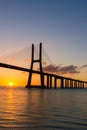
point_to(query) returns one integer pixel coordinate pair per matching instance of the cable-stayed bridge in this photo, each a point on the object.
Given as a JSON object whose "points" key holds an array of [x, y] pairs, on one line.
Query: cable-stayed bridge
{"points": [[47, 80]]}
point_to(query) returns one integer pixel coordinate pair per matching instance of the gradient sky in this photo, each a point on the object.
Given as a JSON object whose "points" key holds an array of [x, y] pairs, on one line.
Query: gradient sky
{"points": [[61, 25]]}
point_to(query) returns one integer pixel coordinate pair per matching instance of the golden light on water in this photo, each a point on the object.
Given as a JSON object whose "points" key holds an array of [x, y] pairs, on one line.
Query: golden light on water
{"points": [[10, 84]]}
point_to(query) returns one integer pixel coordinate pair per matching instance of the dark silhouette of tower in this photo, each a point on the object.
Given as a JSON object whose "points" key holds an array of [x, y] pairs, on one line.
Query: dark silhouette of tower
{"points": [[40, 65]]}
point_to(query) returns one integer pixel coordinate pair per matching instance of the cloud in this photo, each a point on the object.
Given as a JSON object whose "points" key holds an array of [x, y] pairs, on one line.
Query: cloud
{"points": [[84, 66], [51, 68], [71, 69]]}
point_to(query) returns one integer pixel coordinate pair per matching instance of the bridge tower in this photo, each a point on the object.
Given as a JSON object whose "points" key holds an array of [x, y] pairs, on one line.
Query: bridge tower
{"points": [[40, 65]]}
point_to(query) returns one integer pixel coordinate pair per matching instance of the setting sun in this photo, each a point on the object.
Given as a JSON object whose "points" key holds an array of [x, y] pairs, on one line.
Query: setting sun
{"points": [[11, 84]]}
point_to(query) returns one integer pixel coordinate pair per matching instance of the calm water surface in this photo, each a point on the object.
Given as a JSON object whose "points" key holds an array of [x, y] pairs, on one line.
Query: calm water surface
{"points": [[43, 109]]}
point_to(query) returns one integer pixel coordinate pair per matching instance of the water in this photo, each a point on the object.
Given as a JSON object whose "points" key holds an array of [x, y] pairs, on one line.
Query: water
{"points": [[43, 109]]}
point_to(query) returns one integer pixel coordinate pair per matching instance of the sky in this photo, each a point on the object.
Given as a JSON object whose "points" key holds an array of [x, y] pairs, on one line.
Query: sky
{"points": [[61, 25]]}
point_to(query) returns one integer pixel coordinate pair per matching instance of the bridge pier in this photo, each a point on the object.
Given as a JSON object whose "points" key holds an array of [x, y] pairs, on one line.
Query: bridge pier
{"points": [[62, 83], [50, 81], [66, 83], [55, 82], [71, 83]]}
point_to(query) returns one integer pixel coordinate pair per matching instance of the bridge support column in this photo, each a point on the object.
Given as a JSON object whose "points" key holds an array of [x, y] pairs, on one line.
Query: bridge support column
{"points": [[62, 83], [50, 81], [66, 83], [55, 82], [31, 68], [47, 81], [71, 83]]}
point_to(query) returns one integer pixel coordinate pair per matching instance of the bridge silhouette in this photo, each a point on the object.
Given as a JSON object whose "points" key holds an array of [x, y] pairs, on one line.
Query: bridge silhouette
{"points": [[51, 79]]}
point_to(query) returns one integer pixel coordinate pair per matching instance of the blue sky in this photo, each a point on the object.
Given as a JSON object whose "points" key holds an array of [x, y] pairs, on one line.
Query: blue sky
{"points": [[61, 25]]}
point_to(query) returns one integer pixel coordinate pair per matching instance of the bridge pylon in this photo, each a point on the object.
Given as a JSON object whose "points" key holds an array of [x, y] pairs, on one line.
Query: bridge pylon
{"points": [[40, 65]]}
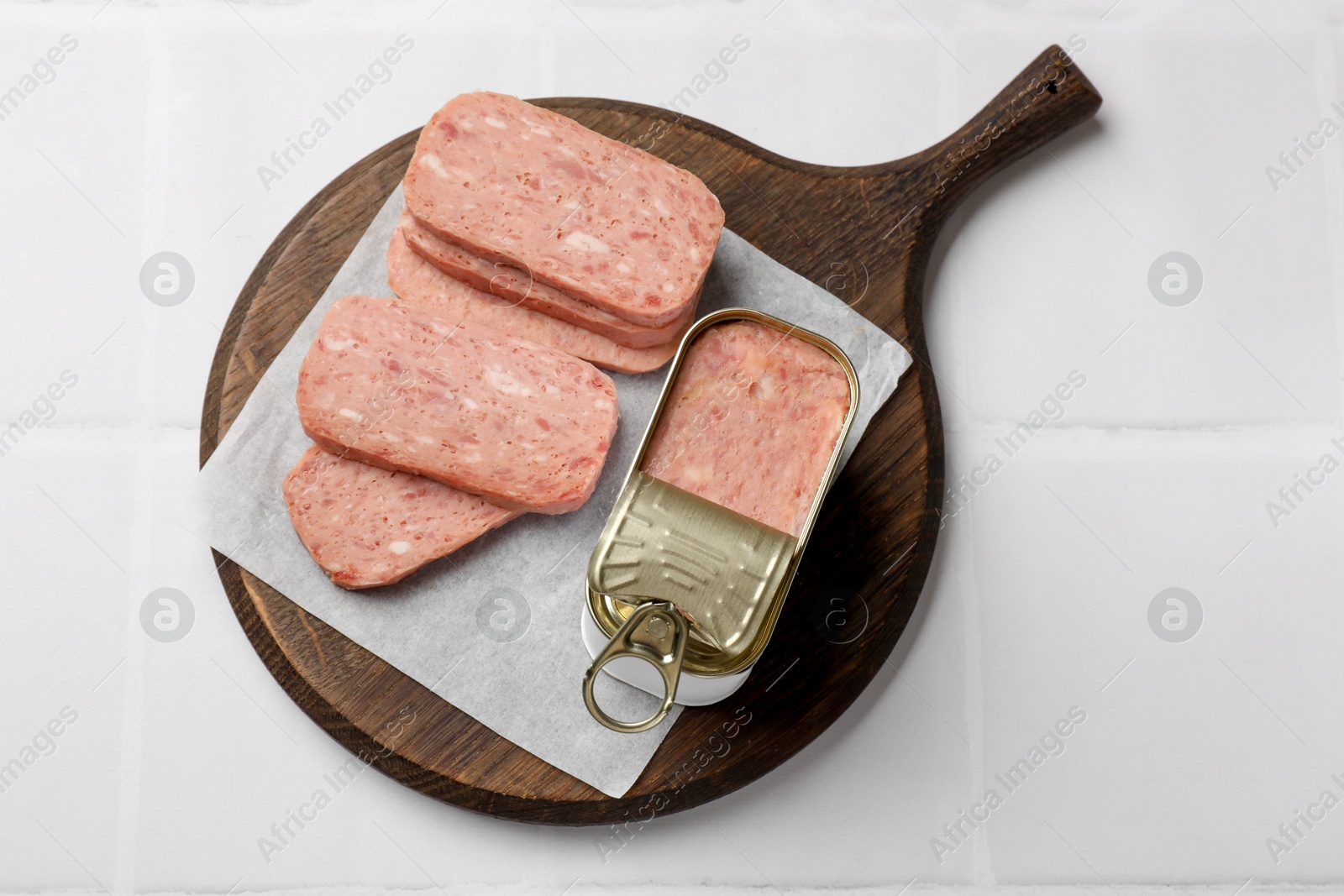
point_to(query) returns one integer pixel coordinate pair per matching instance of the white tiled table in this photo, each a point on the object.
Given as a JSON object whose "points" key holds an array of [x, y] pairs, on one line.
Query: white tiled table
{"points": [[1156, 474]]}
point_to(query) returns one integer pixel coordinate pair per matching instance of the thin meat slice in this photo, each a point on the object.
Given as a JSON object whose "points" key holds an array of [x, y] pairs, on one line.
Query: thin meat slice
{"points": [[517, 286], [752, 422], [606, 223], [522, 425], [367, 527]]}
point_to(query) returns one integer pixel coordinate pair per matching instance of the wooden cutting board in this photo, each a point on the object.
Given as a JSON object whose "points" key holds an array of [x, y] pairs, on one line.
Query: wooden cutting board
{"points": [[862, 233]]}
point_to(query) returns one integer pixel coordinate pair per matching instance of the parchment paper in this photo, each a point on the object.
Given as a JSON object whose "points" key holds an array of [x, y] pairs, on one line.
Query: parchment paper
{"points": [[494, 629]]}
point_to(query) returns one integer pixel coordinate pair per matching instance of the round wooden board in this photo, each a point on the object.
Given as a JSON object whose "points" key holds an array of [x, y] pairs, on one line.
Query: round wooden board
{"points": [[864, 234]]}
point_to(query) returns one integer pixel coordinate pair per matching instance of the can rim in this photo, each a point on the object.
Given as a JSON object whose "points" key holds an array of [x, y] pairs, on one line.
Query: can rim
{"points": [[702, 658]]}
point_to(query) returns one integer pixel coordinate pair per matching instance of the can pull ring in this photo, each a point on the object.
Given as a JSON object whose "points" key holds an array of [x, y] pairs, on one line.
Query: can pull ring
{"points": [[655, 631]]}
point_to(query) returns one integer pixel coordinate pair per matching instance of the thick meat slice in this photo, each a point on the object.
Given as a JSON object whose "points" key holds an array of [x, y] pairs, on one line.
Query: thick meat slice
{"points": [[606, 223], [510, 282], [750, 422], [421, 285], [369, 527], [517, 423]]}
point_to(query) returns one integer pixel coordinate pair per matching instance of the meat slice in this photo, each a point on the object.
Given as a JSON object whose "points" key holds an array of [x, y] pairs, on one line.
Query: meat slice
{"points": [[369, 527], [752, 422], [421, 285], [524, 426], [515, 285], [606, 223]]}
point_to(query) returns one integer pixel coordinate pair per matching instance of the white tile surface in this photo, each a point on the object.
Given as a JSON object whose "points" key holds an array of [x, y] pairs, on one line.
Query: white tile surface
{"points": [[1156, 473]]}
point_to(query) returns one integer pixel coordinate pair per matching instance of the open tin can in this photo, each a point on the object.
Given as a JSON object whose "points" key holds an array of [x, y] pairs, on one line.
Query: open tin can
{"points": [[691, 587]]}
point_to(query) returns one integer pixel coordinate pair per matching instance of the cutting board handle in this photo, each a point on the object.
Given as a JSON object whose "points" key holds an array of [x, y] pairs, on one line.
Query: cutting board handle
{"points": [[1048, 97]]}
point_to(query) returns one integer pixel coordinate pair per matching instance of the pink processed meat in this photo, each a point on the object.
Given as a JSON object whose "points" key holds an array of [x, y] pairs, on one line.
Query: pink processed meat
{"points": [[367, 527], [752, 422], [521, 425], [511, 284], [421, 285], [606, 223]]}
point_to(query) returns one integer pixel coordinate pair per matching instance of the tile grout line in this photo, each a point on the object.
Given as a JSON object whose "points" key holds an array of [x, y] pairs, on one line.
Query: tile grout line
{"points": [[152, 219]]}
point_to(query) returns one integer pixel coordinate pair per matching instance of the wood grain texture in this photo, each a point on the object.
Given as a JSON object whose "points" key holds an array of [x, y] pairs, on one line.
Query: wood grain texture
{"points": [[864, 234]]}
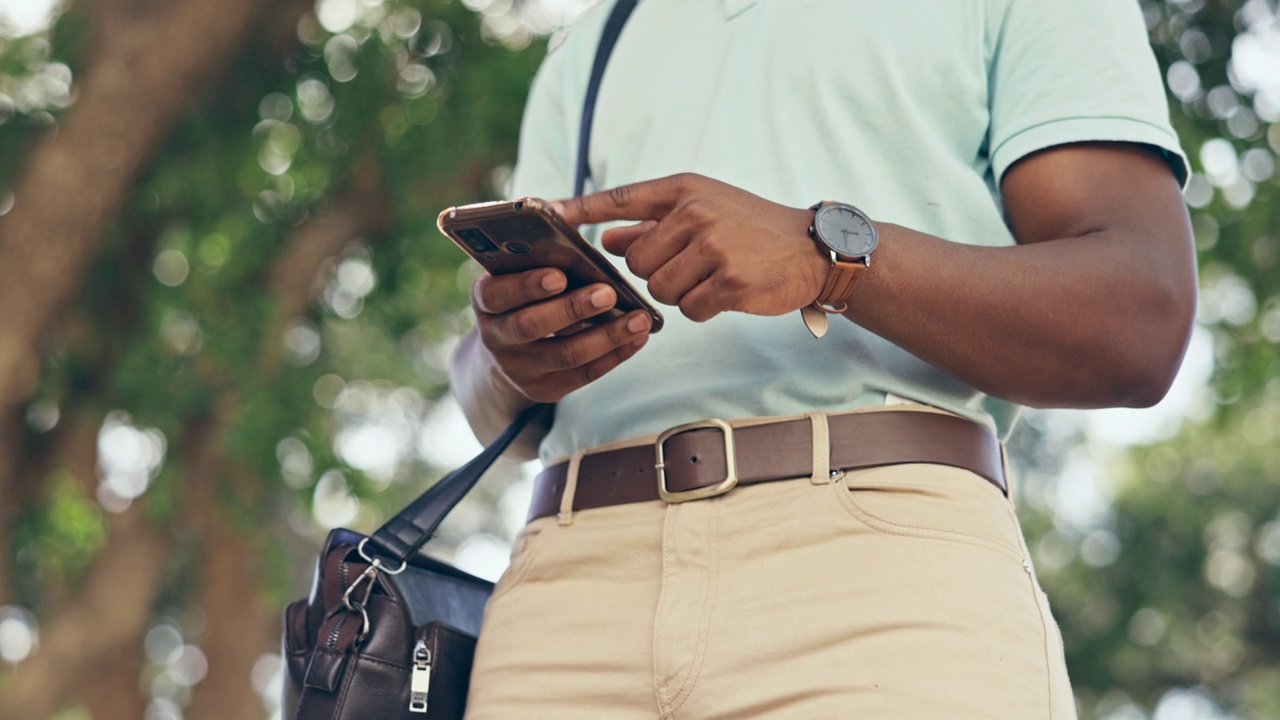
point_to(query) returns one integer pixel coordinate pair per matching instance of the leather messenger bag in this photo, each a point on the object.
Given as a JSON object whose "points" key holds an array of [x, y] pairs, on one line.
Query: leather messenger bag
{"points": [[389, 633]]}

────────────────

▸ Aim of the exercise
Print exactly the span of lines that begins with the line containing "of the cutting" and ends with the last line of the listing, with no pictures.

▸ The reply
point_to(query) returns one integer pixel coordinate pair per matching instance of the cutting board handle in this photo, each a point on the object.
Given as a JSON object whose "points" key holds an array of [x, y] pairs, on one line.
Query: cutting board handle
{"points": [[1048, 97]]}
point_to(query) returns one integer pixel coordinate pair per matching instance of the pink processed meat in this photo, each a point on the object.
Given as a JSON object whose "points" key holds an array of [x, y] pairs, on one line.
Query: pink processed meat
{"points": [[367, 527], [752, 422], [521, 425], [511, 284], [421, 285], [606, 223]]}
point_to(query) returns one integer pixel coordinate pair per matching instance of the tile grout line in this photo, each a point on the object.
Given as a JSON object whose "points" key holds an array of [x, y] pairs, on one line.
Query: tile grout line
{"points": [[152, 219]]}
point_to(query) returns one integer pixel coordinate pair per matching instance of the wood grain texture in this photo, each a point on the object.
Given as a JSON object whose "points" key holds an array of [x, y] pairs, on one line.
Query: wood grain texture
{"points": [[864, 234]]}
point_to(query) returns one integer pixel coordinate pair per matching instance of the leather messenger bag in this photo, each a point on the object.
Given as a JSON object whose "points" key holds an array of [x, y] pairs, on one line.
Query: leather messenger bag
{"points": [[389, 633]]}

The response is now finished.